→ PROBLEM DESCRIPTION
Down to the final line, write out the material beneath exactly, without pictures.

→ PROVIDED ENTRIES
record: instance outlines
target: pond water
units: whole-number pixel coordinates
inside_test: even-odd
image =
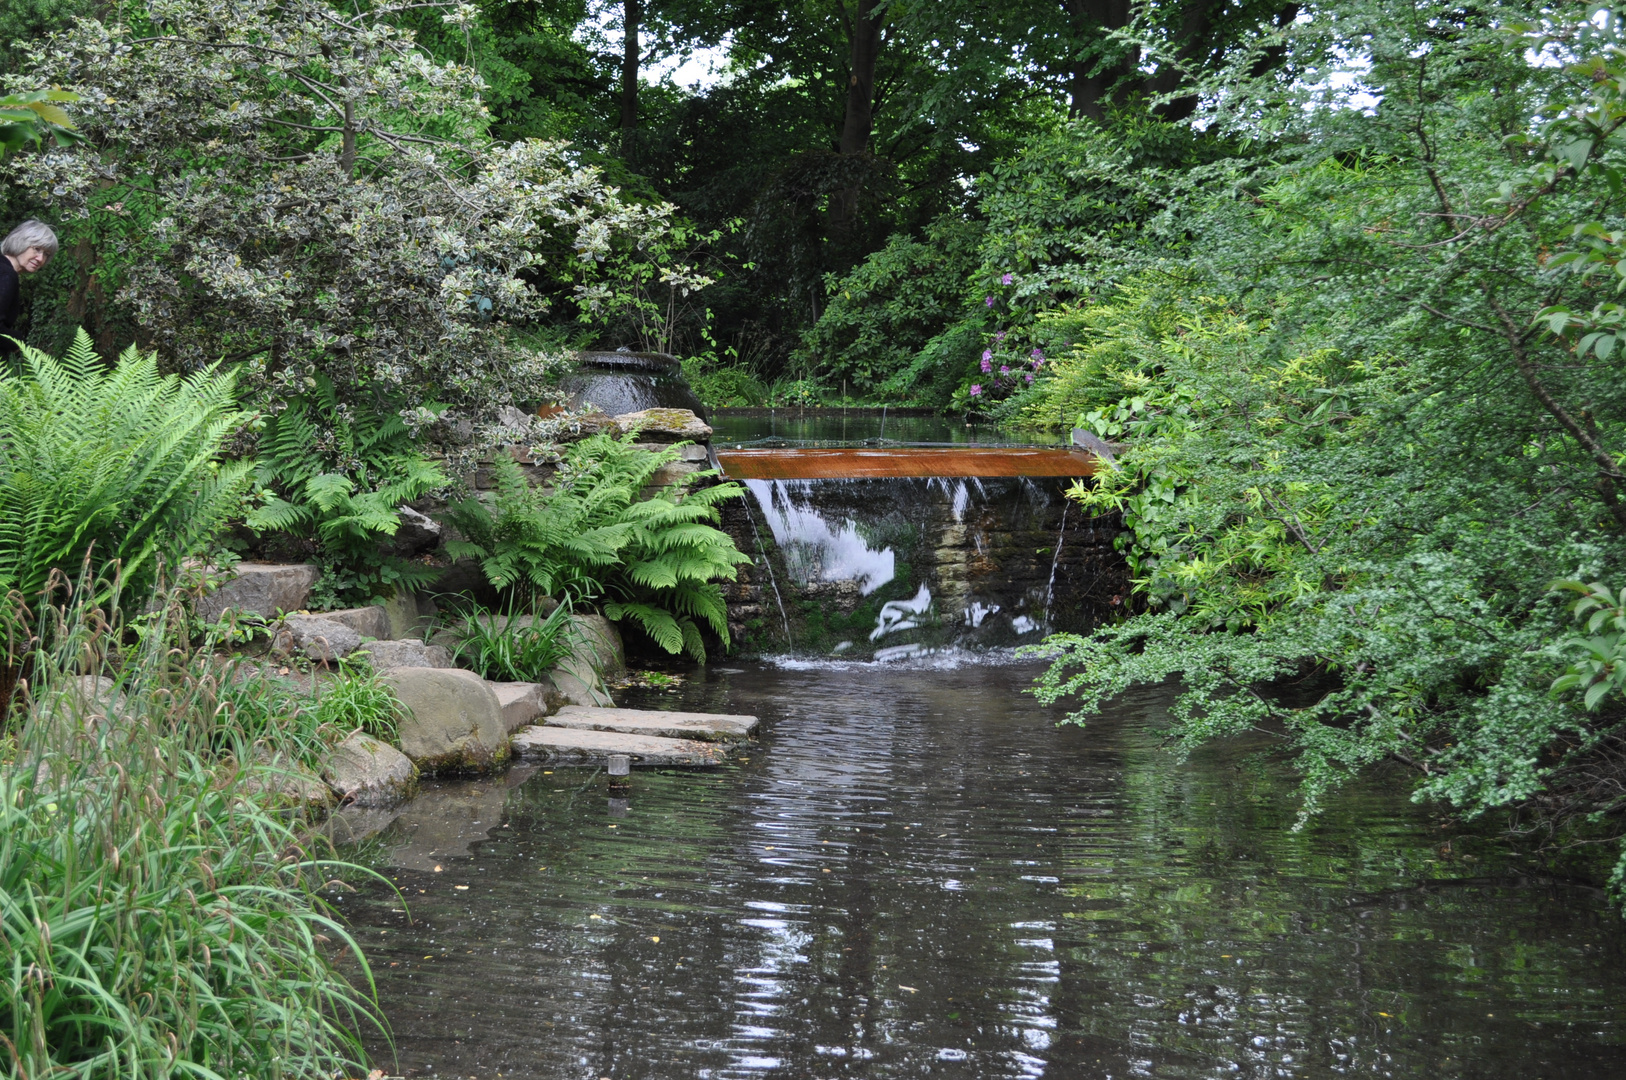
[[[1178,762],[1161,689],[1057,728],[1032,664],[982,661],[719,666],[623,703],[760,715],[736,765],[431,790],[364,849],[410,922],[341,903],[401,1070],[1626,1075],[1598,892],[1383,778],[1294,832],[1264,744]]]
[[[717,409],[719,450],[757,446],[1051,446],[1068,432],[996,427],[957,416],[882,409]]]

→ EXERCISE OUTPUT
record: instance outlines
target: pond water
units: whole-number pixel coordinates
inside_test: even-odd
image =
[[[1178,762],[1161,689],[1057,728],[1032,664],[982,661],[719,666],[623,703],[760,715],[736,765],[431,790],[364,849],[410,922],[341,903],[401,1070],[1626,1075],[1598,892],[1383,778],[1294,832],[1264,744]]]
[[[717,409],[719,450],[757,446],[1051,446],[1068,432],[996,427],[957,416],[882,409]]]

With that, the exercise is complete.